(Data records)

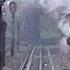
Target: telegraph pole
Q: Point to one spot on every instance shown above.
(12, 9)
(2, 37)
(18, 35)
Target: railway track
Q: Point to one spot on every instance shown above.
(39, 59)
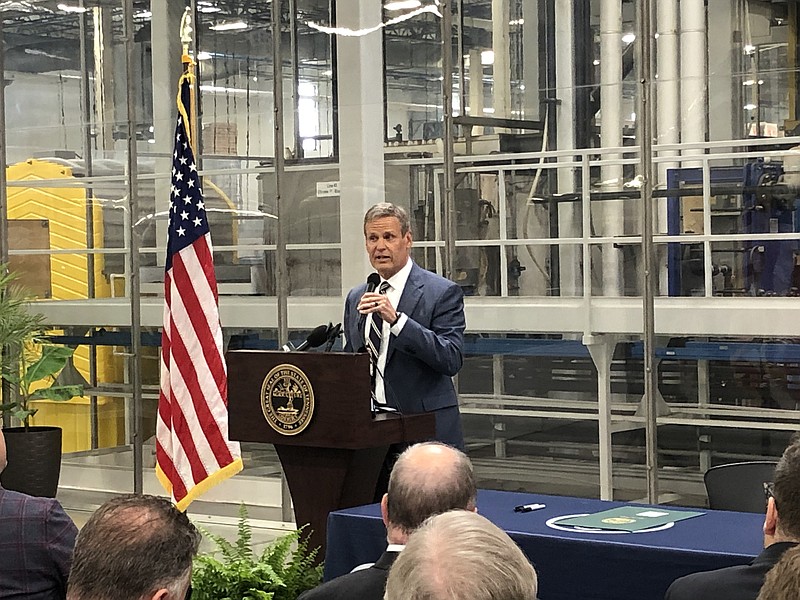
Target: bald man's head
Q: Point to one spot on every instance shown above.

◆ Given exercise
Can you rewrite all the records above, substituting "item" for every "instance", keeping everything else unchanged and leaving out the pictures?

◆ Exercise result
Target: telegraph pole
Q: Point to one spot on every item shown above.
(12, 9)
(2, 37)
(18, 35)
Target: railway track
Q: Point to one spot on every item shown above.
(39, 59)
Target: bald man's head
Q: Point to one spot on every item shown above.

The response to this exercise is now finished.